● **SELECTED PASSAGE**:

Will Collins (Song of the Sea) wrote the Wolfwalkers screenplay based on their story, which is set in 1650 Kilkenny and follows a young English girl named Robyn, whose father is forced to hunt wolves by the authoritarian Lord Protector, based on Cromwell. She befriends a girl named Mebh, who is part of a tribe rumored to morph into wolves at night.
Thematically, the story expanded beyond initial issues of animal rights, species extinction and habitat destruction. Says Moore, “We started talking about the polarization we still live with to some extent today in Ireland and that we see all over the world, where people who have a lot in common and have everything to fight for together tend to lose empathy because of authoritarian rulers and tradition teaching them the ‘other’ are to be feared.”

● **DATA ENTRIES**:
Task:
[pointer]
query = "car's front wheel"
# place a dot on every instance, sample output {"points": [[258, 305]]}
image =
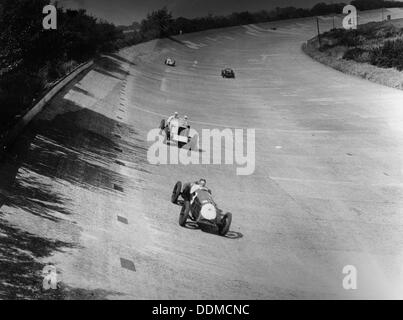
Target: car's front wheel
{"points": [[226, 224], [184, 215], [162, 124], [176, 192]]}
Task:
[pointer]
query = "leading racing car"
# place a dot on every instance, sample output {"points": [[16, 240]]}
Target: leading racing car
{"points": [[198, 205], [228, 73], [170, 62], [177, 130]]}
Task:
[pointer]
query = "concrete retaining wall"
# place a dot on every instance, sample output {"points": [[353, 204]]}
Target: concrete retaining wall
{"points": [[13, 133]]}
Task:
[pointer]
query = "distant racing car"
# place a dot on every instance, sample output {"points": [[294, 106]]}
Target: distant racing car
{"points": [[170, 62], [198, 205], [228, 73], [177, 130]]}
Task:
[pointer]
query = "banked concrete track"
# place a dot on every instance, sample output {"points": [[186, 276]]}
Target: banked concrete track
{"points": [[326, 192]]}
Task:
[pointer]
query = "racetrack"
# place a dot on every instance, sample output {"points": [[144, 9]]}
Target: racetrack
{"points": [[326, 192]]}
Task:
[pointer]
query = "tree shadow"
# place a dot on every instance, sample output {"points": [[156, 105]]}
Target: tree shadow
{"points": [[20, 272], [65, 144], [109, 67], [121, 59]]}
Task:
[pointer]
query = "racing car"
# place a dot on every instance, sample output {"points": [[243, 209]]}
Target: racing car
{"points": [[170, 62], [177, 130], [198, 205], [228, 73]]}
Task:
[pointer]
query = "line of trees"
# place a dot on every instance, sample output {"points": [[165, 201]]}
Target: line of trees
{"points": [[32, 58]]}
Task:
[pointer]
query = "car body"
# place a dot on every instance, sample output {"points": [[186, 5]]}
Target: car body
{"points": [[170, 62], [198, 205], [228, 73], [177, 130]]}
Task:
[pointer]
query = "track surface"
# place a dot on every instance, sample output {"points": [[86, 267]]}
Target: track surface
{"points": [[326, 192]]}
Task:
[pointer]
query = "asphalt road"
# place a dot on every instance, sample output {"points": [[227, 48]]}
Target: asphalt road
{"points": [[78, 191]]}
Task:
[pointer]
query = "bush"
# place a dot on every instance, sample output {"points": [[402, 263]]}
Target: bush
{"points": [[389, 55]]}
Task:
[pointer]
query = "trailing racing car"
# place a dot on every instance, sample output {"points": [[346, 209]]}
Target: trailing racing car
{"points": [[228, 73], [177, 130], [170, 62], [198, 205]]}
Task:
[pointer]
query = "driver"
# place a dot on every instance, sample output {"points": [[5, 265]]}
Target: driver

● **TO-DO LIST**:
1 – Pick out every line of the listing that contains the word "retaining", matching case exactly.
2 – Pick up the passage about the making of Wolfwalkers where it ends, and keep writing it.

● **RESULTS OF THE EXERCISE**:
1 –
query = "concrete retaining wall"
Target: concrete retaining wall

2 –
The expressive visual language of the hand-drawn film reflects contrasting societies. The young Robyn lives in a town, controlled by the Lord Protector, that she finds to be something of a cage, so the visuals were designed to reinforce that. “We referenced 17th century woodcuts from the time, which were very oppressed, angular and quite rough and almost savage,” Stewart says. “Thankfully, we had printmakers here in the studio that would help us achieve that look, and then to contrast with that, the look of the forest had to be as free and energetic and immersive and just colorful and wild as possible. We had a lot of very sketchy lines and then very loose coloring underneath like watercolor painting, just almost impressionistic.”
Robyn’s and Mebh’s character designs also reflect the two styles: “Robyn is quite angular, and she almost is made up of segmented pieces. There are a lot of straight lines. There are a lot of divisions within her because she comes from that place of Cromwell society. Mebh, in contrast, is all curves, is all kind of fancy shapes, is very stocky, and it shows how wild and instinctive she is.”